WRITTEN EXERCISE =>
Please state how many lines of the records below contain the word "cabinet", matching case exactly, and give only that number.

RECORDS FOR THIS TASK =>
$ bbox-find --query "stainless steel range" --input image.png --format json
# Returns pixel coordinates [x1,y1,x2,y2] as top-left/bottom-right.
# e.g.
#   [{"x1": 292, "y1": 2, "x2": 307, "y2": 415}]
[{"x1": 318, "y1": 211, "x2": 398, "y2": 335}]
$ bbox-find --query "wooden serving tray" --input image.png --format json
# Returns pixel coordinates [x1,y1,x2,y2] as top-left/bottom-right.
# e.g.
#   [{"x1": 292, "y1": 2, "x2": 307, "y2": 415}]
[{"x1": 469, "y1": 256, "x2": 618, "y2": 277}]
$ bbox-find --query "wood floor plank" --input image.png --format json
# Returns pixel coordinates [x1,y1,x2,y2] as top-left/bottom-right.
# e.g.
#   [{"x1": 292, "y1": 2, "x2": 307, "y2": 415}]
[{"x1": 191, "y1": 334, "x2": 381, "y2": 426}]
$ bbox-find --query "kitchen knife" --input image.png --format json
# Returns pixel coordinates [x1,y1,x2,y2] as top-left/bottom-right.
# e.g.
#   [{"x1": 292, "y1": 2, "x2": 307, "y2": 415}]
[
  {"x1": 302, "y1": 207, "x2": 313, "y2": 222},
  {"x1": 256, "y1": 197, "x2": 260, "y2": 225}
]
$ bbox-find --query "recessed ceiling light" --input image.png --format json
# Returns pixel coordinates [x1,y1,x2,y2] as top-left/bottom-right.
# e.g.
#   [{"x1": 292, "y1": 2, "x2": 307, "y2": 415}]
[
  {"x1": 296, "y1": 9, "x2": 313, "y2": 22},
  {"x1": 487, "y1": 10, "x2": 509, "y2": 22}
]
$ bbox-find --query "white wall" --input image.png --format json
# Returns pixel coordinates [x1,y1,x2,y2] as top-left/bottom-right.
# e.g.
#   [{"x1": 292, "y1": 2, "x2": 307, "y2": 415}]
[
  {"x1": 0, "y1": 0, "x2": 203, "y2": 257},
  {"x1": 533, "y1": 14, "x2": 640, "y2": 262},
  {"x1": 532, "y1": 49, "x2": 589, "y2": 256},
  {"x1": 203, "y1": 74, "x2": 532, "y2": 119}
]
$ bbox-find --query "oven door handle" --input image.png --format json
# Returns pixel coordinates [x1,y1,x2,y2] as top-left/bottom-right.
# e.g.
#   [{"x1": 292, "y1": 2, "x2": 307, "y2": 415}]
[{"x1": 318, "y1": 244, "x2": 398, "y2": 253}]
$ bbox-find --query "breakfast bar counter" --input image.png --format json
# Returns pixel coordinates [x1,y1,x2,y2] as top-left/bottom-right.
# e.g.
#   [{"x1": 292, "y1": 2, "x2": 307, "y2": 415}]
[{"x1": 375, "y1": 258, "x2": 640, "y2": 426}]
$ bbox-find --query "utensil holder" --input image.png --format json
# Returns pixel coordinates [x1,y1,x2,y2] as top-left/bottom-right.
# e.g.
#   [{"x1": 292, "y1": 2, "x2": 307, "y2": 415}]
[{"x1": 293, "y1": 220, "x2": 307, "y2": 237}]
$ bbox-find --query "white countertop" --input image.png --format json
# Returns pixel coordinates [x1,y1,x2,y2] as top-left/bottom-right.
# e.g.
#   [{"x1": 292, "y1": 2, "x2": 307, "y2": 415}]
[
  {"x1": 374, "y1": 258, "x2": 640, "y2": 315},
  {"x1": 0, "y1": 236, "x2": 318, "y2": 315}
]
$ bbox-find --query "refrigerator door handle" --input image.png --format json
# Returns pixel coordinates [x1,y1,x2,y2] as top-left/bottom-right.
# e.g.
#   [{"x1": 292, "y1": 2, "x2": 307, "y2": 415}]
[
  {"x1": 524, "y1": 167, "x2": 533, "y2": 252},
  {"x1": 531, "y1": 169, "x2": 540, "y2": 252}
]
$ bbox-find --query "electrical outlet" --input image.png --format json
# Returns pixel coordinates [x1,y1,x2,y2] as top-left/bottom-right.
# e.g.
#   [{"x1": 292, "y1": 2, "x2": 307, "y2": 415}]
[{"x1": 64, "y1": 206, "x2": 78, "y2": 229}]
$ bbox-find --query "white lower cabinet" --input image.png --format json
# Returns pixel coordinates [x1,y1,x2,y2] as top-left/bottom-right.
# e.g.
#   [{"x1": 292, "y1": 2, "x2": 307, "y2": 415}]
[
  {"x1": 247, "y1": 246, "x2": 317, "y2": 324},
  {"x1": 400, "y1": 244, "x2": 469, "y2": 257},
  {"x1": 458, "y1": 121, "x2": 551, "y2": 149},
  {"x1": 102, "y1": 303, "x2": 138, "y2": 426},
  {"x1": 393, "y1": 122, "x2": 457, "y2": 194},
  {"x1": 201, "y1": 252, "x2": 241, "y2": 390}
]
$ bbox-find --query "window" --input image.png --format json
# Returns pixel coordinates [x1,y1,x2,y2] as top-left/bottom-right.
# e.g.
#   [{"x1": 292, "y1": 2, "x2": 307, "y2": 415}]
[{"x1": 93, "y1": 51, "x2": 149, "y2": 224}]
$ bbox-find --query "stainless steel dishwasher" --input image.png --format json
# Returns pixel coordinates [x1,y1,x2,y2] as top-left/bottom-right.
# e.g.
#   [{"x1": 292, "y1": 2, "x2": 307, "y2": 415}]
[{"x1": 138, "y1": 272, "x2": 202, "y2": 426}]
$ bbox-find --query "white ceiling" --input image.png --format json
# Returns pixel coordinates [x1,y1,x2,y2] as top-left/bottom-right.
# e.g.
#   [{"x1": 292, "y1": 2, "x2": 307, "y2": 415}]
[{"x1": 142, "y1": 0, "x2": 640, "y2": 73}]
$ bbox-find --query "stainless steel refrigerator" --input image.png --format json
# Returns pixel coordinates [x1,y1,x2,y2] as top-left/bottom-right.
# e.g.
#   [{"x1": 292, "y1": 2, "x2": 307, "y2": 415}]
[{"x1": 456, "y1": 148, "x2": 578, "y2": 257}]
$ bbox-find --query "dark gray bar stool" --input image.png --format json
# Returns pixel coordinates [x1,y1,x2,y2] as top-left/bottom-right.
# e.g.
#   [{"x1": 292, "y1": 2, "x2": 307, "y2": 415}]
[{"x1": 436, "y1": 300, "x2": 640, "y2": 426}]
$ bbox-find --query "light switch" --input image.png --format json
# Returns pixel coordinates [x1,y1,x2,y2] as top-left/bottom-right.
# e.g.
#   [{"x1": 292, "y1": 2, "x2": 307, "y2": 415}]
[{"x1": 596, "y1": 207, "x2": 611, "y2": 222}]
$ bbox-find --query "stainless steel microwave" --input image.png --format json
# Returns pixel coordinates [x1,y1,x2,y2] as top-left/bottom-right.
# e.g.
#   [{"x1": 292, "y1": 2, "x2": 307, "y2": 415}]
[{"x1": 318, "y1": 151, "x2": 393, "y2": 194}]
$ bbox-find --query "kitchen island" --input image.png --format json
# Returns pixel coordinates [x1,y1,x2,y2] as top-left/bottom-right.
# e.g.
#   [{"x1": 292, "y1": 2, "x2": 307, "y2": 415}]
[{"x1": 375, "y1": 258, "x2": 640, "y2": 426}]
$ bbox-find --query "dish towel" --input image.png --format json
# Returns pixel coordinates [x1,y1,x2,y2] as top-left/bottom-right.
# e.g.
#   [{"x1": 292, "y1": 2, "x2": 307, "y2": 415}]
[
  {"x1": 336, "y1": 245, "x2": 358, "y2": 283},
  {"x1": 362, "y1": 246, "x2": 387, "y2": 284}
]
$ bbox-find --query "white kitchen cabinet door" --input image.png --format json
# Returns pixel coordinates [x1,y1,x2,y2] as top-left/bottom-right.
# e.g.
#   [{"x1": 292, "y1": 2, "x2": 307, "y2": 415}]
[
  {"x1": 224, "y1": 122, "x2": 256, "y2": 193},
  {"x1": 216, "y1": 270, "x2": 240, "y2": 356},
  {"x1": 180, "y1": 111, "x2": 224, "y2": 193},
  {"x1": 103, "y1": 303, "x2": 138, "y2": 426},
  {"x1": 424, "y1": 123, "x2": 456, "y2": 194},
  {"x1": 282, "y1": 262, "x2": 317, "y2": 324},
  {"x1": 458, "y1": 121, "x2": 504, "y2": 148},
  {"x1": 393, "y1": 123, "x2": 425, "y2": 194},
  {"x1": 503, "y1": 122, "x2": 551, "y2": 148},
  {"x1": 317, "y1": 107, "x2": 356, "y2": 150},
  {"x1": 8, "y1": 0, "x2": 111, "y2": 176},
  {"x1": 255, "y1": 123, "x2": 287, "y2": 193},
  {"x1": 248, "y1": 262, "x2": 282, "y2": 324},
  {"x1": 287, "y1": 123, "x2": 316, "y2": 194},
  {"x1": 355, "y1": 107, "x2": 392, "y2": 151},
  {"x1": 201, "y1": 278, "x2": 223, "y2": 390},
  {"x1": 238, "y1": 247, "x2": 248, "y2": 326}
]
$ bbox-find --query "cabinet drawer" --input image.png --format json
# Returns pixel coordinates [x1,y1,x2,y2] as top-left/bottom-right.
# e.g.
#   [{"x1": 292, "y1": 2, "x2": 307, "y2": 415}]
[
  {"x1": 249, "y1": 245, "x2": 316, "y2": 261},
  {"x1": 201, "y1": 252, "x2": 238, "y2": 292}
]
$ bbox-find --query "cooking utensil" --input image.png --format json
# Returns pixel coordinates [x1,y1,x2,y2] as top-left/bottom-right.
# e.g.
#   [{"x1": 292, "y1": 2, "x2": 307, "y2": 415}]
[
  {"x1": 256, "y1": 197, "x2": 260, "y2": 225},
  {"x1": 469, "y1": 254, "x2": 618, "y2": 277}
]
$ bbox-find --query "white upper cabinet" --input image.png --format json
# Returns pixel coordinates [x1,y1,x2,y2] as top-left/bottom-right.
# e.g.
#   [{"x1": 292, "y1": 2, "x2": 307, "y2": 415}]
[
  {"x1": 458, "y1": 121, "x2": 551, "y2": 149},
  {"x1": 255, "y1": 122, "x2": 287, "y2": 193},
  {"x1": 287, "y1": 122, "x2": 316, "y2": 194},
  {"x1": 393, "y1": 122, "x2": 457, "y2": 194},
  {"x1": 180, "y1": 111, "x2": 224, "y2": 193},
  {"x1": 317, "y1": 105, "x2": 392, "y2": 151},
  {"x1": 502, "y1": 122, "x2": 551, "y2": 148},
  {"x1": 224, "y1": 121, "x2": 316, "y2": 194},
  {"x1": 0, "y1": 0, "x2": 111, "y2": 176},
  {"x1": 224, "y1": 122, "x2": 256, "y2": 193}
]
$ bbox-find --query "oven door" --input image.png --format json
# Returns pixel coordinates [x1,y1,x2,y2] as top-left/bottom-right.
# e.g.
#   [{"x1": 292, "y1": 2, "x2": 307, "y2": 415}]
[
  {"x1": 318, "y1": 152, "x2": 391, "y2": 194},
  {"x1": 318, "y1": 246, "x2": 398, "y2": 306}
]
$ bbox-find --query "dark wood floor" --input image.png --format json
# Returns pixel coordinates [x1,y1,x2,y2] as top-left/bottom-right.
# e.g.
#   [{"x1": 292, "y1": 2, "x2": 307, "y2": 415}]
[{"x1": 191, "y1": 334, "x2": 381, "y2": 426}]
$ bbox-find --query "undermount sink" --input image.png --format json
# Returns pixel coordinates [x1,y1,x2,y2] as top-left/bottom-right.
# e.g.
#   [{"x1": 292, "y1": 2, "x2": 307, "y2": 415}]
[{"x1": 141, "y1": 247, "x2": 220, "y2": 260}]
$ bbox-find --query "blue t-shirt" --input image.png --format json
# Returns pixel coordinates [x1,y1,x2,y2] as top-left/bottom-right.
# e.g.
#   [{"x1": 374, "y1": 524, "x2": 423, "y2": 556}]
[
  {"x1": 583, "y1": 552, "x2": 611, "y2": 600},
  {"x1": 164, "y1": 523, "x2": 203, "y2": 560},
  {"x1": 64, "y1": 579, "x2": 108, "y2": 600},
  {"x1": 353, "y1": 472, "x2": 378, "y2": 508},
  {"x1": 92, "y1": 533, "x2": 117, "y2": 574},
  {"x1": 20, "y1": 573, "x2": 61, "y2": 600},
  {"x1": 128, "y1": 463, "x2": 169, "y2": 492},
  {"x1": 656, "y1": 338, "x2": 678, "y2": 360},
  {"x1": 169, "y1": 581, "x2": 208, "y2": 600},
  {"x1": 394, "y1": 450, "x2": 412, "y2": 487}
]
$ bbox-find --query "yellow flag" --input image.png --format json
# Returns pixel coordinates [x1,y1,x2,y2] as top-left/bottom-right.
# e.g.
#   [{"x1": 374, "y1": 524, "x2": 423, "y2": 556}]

FULL ANSWER =>
4